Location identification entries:
★ ★ ★ ★ ★ ★ ★
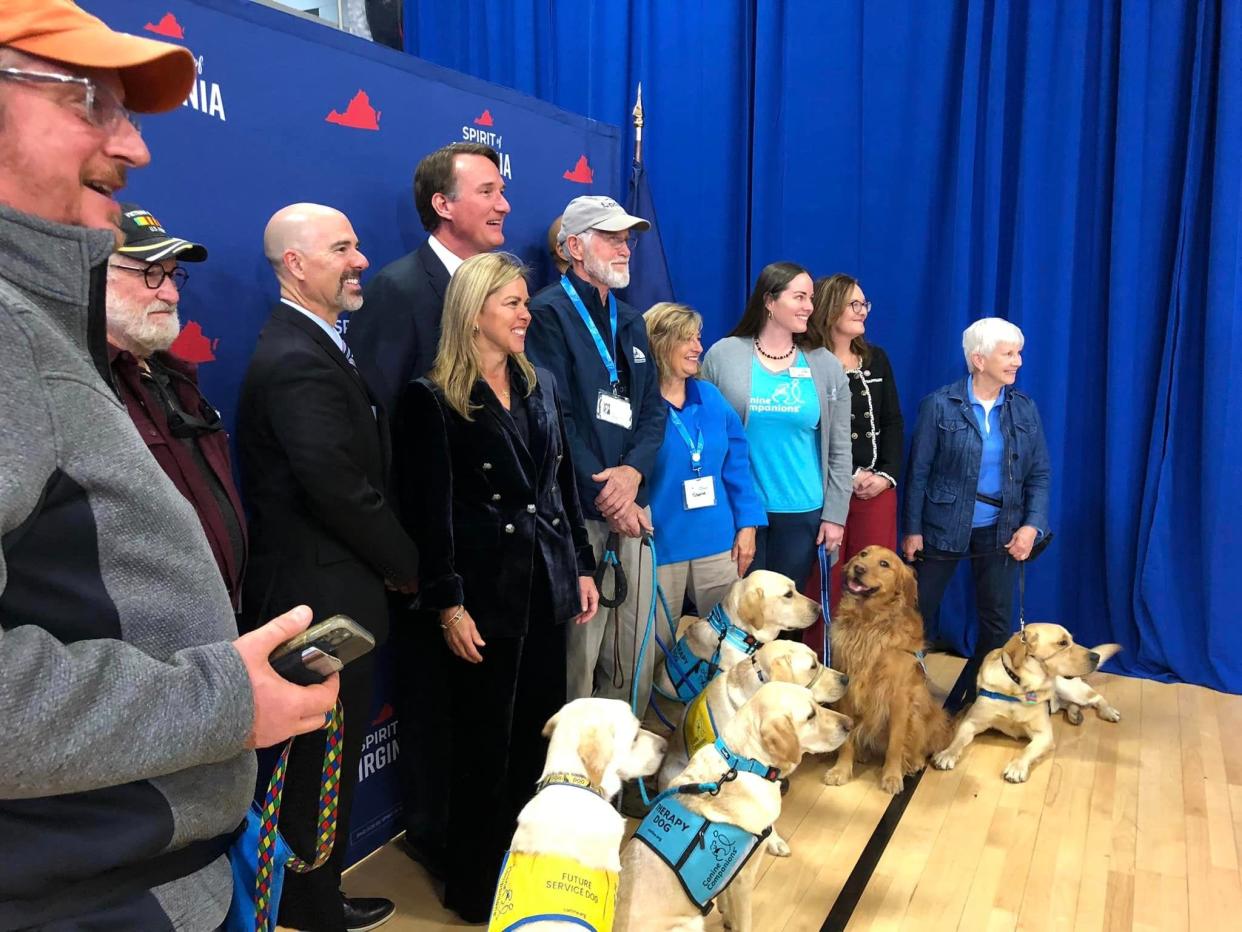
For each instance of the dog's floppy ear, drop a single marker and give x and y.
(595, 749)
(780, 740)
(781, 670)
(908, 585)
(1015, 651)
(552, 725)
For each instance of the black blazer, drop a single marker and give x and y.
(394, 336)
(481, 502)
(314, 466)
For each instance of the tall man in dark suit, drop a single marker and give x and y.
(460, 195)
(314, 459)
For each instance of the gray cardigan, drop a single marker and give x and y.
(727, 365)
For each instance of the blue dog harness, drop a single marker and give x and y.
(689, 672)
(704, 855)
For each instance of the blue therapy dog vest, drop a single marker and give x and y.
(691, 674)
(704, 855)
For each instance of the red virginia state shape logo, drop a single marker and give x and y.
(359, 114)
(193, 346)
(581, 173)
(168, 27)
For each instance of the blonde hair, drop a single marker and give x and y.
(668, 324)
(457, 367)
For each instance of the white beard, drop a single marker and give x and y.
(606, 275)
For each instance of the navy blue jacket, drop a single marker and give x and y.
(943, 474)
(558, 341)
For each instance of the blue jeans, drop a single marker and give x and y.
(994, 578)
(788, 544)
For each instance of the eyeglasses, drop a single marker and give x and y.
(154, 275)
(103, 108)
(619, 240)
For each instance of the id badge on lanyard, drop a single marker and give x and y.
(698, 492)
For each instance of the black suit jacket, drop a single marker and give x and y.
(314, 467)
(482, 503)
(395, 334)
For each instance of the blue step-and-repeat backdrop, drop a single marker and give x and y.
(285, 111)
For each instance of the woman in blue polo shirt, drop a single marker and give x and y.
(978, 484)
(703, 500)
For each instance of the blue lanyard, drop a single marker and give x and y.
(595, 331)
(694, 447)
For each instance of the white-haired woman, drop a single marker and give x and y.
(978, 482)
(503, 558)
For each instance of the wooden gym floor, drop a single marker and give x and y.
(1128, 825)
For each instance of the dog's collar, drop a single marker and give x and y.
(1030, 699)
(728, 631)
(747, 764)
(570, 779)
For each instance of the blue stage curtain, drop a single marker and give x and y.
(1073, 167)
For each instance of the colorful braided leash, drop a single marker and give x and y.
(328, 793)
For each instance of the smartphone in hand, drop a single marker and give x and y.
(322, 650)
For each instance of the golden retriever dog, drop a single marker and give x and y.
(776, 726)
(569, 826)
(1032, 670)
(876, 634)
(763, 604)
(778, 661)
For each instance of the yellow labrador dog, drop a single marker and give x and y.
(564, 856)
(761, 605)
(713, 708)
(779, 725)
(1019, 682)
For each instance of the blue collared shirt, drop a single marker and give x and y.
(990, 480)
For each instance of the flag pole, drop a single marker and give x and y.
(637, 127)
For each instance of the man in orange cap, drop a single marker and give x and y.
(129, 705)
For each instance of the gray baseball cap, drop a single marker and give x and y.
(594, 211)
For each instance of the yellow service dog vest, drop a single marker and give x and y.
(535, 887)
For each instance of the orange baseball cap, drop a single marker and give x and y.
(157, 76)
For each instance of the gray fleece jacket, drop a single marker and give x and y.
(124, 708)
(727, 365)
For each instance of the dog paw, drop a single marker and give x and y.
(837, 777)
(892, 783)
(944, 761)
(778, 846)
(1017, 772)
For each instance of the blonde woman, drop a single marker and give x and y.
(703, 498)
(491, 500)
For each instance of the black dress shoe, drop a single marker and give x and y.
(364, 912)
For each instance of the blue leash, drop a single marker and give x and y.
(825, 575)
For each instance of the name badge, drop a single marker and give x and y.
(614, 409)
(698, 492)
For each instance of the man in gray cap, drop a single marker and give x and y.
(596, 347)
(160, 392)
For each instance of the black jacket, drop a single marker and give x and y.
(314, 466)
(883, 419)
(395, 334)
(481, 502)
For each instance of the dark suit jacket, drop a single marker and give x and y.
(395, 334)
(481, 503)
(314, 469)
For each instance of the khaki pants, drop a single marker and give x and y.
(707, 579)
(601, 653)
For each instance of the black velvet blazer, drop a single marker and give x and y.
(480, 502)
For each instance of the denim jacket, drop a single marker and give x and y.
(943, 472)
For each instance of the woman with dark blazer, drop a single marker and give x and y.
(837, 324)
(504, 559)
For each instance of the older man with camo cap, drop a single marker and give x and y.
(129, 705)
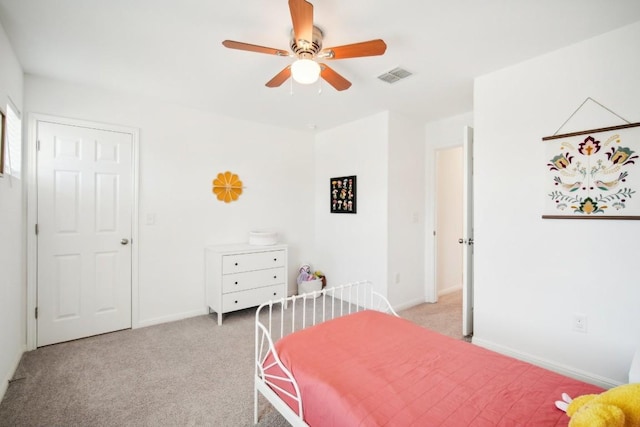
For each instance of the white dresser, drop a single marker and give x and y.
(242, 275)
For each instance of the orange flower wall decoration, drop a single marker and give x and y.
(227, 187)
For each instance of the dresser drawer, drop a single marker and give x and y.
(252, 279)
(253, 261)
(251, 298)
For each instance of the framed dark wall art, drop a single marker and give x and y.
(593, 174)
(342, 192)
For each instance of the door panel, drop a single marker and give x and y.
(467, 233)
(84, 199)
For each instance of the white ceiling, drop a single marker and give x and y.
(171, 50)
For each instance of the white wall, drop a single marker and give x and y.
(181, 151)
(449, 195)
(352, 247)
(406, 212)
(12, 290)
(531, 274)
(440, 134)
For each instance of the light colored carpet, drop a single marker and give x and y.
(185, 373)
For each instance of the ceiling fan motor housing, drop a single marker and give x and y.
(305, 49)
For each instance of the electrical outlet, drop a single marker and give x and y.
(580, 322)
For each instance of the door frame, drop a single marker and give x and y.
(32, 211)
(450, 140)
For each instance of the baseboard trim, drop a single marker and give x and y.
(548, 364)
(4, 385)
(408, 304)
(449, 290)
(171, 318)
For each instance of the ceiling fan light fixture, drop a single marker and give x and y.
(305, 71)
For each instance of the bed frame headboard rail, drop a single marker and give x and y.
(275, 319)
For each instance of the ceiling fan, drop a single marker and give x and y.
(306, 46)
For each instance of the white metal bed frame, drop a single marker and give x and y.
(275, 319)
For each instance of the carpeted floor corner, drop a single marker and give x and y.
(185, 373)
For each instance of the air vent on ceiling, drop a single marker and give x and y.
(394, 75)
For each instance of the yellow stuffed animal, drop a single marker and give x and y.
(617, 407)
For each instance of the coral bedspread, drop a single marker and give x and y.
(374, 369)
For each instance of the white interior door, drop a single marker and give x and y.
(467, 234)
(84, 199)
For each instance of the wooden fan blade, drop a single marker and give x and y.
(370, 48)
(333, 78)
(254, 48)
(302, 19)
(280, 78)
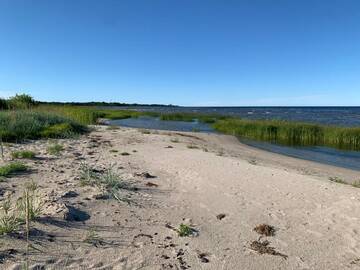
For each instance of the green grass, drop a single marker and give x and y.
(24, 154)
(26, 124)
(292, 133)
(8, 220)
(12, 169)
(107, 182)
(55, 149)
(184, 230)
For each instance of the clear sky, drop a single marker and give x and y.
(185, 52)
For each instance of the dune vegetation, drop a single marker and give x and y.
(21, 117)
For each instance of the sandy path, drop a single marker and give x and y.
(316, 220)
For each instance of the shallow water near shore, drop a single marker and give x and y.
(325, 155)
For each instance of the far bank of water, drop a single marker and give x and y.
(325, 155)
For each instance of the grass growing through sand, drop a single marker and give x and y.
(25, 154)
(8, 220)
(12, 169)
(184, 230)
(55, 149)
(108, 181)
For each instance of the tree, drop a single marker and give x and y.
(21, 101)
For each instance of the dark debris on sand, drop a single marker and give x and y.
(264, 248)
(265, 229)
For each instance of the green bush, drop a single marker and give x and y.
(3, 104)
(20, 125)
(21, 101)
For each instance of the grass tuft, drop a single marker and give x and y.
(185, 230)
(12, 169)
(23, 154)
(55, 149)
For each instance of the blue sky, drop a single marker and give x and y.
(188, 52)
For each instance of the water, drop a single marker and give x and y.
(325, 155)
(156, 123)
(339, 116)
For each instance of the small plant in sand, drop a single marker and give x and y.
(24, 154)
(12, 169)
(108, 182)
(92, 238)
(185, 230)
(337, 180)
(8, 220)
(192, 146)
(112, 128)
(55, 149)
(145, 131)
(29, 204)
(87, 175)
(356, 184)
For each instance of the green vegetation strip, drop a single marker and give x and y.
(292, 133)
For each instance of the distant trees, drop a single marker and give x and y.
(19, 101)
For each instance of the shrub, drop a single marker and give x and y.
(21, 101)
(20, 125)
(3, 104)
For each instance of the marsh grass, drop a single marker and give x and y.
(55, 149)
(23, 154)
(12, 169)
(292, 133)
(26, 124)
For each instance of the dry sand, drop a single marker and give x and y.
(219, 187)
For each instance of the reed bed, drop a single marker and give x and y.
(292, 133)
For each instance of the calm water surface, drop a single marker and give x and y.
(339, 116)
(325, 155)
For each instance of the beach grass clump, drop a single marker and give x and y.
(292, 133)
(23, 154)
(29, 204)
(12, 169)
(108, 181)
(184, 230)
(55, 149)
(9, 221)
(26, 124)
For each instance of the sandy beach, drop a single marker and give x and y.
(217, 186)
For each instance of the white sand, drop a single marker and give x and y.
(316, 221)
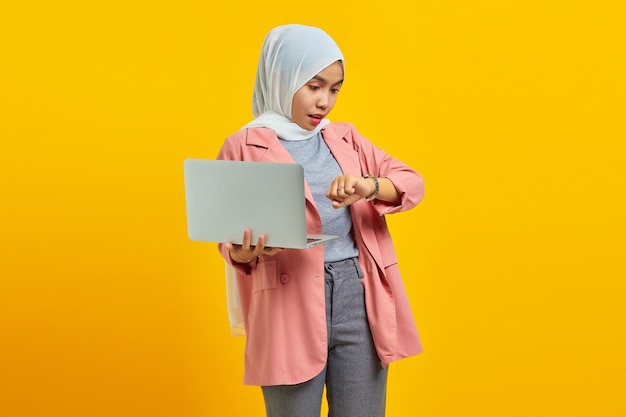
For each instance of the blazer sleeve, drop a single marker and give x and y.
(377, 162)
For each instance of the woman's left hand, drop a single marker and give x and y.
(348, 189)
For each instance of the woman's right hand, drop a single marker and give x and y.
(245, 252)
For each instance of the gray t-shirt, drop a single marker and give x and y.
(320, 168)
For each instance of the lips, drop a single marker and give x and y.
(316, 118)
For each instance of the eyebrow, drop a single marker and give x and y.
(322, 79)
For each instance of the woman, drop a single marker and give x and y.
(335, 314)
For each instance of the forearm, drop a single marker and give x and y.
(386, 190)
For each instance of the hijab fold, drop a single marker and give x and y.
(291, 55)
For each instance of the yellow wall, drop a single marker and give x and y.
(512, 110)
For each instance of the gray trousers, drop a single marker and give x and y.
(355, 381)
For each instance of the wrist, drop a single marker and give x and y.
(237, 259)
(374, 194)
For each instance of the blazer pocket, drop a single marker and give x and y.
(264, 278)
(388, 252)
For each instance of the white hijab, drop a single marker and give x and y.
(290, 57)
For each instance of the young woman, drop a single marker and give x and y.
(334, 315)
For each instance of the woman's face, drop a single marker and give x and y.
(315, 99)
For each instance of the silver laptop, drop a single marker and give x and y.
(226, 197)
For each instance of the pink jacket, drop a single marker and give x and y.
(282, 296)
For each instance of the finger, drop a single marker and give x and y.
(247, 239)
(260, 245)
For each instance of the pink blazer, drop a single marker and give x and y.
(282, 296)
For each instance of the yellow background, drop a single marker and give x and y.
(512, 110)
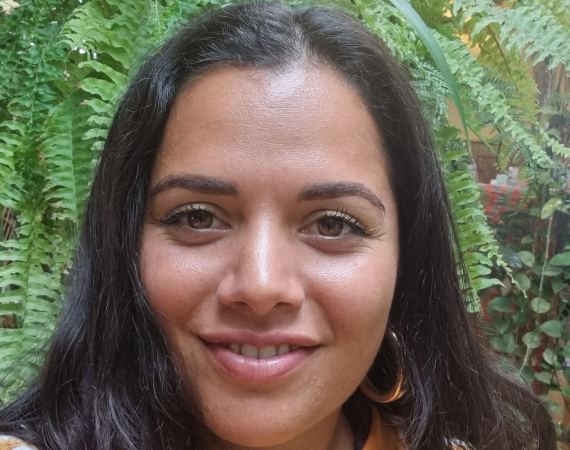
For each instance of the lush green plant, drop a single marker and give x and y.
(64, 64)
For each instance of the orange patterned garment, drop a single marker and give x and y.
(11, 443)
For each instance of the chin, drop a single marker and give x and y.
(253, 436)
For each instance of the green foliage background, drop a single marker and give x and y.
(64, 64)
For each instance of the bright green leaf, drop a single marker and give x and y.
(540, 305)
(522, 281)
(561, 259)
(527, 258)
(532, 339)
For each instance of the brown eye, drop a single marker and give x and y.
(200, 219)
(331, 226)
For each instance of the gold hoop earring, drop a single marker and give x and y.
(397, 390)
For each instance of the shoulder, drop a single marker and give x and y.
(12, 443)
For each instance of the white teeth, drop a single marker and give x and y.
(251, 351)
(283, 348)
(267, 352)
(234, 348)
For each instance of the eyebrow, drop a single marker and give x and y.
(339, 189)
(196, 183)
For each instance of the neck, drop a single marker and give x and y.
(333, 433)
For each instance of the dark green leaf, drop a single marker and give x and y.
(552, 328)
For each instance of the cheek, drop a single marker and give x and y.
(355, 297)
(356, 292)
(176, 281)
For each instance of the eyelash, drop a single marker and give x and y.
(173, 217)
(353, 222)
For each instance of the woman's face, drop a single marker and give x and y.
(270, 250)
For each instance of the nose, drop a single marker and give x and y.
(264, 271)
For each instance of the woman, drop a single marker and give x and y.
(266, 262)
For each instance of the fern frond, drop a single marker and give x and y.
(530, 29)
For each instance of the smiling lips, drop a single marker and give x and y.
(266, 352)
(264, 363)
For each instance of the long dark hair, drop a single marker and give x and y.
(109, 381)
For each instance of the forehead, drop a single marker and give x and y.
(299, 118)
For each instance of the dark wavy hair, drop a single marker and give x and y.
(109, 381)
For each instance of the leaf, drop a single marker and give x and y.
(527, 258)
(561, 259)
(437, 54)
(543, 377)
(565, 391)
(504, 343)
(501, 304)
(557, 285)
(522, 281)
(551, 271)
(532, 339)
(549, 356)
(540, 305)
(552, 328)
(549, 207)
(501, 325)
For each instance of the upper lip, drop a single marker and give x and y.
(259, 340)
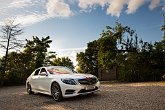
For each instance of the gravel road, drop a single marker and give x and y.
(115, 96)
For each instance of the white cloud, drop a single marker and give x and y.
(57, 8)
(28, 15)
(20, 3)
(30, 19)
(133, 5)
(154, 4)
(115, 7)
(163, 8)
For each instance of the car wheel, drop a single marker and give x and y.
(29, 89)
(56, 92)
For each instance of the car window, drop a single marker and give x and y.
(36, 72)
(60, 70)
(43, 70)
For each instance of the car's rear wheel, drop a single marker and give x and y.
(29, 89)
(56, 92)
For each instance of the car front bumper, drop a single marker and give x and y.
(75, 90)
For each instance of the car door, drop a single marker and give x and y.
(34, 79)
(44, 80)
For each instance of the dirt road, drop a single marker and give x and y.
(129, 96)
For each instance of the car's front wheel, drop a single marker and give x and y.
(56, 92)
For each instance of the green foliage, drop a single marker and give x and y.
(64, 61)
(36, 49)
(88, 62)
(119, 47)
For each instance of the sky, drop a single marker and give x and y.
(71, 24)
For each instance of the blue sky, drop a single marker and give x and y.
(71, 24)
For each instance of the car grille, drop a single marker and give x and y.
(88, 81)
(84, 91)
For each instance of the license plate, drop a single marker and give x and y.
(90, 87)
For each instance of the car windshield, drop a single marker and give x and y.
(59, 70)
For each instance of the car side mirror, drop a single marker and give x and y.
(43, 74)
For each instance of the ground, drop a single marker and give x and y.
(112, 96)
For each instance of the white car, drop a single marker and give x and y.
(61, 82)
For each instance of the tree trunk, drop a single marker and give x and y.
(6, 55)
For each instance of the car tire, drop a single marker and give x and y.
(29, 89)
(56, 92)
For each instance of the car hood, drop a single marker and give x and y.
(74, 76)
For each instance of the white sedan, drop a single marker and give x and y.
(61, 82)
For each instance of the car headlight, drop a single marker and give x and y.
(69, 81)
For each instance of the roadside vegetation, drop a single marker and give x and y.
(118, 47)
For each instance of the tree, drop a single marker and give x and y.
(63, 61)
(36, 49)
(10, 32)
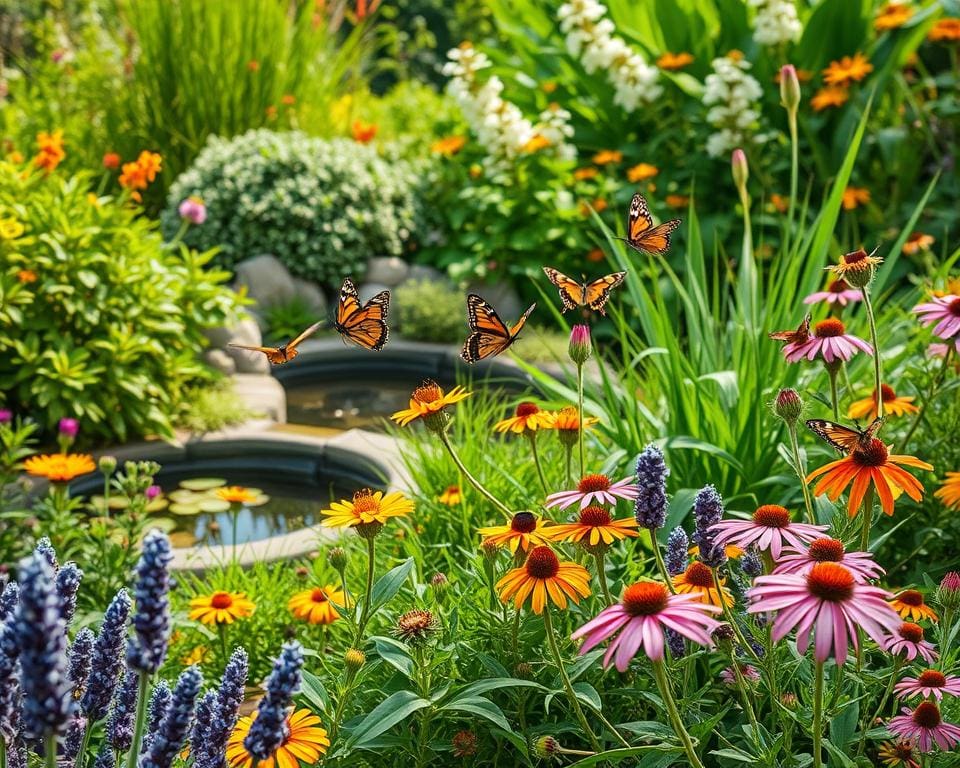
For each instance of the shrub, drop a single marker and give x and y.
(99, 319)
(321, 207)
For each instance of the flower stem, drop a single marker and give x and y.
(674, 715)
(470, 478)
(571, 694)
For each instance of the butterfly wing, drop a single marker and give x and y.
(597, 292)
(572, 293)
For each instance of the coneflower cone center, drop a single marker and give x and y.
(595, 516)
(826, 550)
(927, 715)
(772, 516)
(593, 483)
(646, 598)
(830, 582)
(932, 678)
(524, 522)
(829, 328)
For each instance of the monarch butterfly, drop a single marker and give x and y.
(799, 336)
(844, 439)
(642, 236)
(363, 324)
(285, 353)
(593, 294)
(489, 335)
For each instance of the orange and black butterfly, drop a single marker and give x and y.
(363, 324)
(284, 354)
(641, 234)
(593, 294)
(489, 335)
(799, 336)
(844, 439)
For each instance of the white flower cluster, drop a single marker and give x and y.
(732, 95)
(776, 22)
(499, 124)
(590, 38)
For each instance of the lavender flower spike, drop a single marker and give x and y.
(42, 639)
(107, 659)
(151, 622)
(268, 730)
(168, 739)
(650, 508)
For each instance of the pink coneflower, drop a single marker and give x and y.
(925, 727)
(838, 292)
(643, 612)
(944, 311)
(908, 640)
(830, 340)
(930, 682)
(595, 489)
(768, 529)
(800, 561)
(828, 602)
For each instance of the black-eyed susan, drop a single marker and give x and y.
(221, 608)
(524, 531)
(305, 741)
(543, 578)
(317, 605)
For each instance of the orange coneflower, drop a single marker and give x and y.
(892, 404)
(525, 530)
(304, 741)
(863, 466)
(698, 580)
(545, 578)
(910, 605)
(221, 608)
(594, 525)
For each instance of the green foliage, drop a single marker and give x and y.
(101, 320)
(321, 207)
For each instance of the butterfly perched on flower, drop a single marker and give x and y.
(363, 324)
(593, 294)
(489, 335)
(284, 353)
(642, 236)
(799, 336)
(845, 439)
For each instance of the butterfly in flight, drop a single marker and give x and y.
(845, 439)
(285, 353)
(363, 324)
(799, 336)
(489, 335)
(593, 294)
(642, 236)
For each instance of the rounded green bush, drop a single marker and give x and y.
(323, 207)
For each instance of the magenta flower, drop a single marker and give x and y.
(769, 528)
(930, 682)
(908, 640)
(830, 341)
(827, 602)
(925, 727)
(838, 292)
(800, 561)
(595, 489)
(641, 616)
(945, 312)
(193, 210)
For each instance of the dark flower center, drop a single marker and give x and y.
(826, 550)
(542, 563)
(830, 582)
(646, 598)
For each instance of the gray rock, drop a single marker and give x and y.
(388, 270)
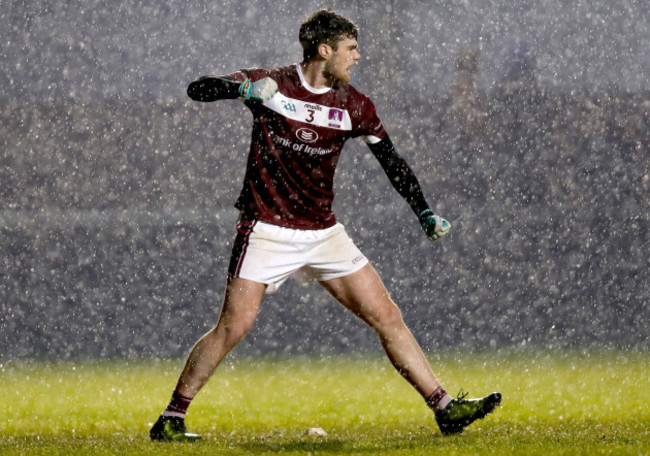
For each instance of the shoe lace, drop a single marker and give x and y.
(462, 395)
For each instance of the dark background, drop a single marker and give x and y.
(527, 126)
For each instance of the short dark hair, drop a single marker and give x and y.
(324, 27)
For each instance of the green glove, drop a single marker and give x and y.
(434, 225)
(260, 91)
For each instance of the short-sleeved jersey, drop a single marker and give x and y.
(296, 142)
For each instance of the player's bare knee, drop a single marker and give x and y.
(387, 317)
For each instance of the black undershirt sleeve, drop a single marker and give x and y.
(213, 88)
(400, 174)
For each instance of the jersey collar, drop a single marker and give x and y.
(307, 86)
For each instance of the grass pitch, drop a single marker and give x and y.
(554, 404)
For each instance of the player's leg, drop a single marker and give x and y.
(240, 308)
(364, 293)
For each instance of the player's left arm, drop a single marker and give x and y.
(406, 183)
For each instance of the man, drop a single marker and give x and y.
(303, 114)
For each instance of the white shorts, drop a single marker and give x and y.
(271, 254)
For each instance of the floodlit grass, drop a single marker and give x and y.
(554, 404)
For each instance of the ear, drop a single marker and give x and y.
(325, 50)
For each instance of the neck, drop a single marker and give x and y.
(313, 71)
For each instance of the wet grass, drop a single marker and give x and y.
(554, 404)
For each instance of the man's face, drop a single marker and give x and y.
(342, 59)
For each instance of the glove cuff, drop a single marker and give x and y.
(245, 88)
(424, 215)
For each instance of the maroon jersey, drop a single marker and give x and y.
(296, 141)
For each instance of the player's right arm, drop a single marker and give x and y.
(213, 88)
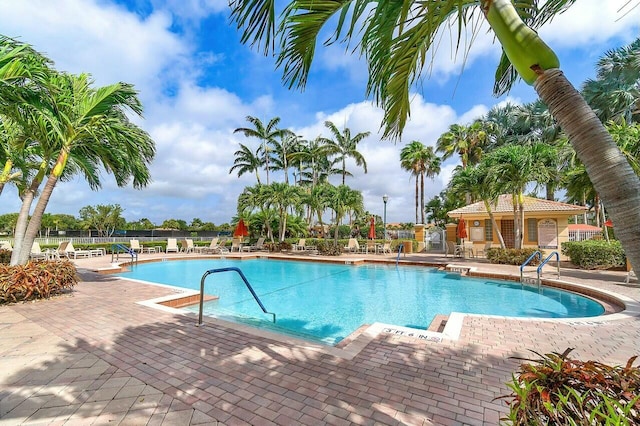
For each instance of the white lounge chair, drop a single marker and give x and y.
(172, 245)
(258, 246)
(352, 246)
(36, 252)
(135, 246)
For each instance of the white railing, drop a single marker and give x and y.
★ ★ ★ ★ ★ ★ ★
**Task instructions**
Copy exactly the lines from the line containing "For each instance of the ear, drop" through the last line of the records above, both included, and leave out any pictures.

**The completed task**
For each instance of the ear, drop a single marker and give x and y.
(325, 50)
For each instance of the neck, drop a single marker and give x and y.
(313, 71)
For each instance of the wet grass, drop a single marker and give x and y.
(554, 404)
For each instance of the man's face, drop a single marker and give x and y.
(342, 59)
For each instance of the glove cuff, drop a single marker and give x and y.
(245, 88)
(424, 215)
For each instance of the maroon jersey, drop a single marker and give x and y.
(296, 141)
For each instance of the player's right arm, drop a single marker and give x and y.
(213, 88)
For each instance of the white lounge chair, drop a single marker and give x and y.
(172, 245)
(258, 246)
(352, 246)
(36, 252)
(135, 246)
For each instance of the white railing, drop a single marker and give x and y.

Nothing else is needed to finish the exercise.